» **Supplied material**:

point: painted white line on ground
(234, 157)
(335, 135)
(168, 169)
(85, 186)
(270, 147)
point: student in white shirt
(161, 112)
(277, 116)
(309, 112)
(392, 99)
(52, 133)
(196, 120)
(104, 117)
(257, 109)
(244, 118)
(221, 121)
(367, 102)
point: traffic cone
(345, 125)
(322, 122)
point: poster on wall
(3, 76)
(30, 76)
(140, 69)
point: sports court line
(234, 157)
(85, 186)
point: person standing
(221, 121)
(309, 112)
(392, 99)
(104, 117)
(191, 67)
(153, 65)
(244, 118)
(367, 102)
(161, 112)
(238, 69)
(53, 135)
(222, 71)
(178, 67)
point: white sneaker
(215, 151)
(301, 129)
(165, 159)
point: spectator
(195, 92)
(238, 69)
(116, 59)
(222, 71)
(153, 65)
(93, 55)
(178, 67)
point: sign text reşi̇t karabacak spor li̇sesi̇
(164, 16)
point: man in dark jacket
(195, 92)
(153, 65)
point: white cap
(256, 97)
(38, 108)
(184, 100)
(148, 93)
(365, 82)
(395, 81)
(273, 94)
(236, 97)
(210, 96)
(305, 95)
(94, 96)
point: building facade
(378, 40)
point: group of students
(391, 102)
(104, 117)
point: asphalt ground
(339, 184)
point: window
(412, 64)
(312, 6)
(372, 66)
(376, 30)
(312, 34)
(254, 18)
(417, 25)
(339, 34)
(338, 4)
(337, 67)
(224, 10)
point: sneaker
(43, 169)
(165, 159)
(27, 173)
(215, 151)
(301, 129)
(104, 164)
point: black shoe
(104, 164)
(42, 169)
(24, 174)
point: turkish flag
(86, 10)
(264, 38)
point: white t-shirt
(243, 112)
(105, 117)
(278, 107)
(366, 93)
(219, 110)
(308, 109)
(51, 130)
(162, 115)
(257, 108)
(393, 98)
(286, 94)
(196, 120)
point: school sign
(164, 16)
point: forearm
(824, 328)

» **Task requirements**:
Every line of the data above should be copied exactly.

» **The output**:
point: painted white line on ground
(234, 157)
(335, 135)
(168, 169)
(85, 186)
(270, 147)
point: student in white shirt
(161, 112)
(277, 116)
(309, 112)
(392, 99)
(52, 133)
(196, 120)
(104, 117)
(257, 109)
(244, 118)
(221, 121)
(367, 102)
point: traffic cone
(345, 125)
(322, 122)
point: poster on wall
(3, 76)
(30, 76)
(140, 69)
point: sports court line
(234, 157)
(85, 186)
point: person standing
(221, 121)
(309, 112)
(392, 99)
(104, 117)
(191, 67)
(153, 65)
(244, 118)
(367, 102)
(161, 112)
(238, 69)
(53, 135)
(222, 71)
(178, 67)
point: white sneaker
(215, 151)
(301, 129)
(165, 159)
point: spectator
(195, 92)
(238, 69)
(116, 59)
(222, 71)
(153, 65)
(93, 55)
(178, 67)
point: sign text reşi̇t karabacak spor li̇sesi̇
(164, 16)
point: man in dark jacket
(195, 92)
(153, 65)
point: white cap
(256, 97)
(38, 108)
(184, 100)
(148, 93)
(365, 82)
(395, 81)
(273, 94)
(236, 97)
(210, 96)
(305, 95)
(94, 96)
point: building facade
(378, 40)
point: group of students
(391, 102)
(104, 117)
point: asphalt ground
(339, 184)
point: window
(412, 64)
(312, 6)
(372, 66)
(376, 30)
(312, 34)
(254, 18)
(417, 25)
(339, 34)
(338, 4)
(337, 67)
(224, 10)
point: sneaker
(43, 169)
(165, 159)
(27, 173)
(215, 151)
(301, 129)
(104, 164)
point: black shoe
(104, 164)
(42, 169)
(24, 174)
point: turkish flag
(86, 10)
(264, 38)
point: white t-shirt
(243, 112)
(105, 117)
(278, 107)
(366, 93)
(219, 110)
(308, 109)
(51, 130)
(162, 115)
(257, 108)
(393, 98)
(286, 94)
(196, 120)
point: school sign
(164, 16)
point: forearm
(824, 328)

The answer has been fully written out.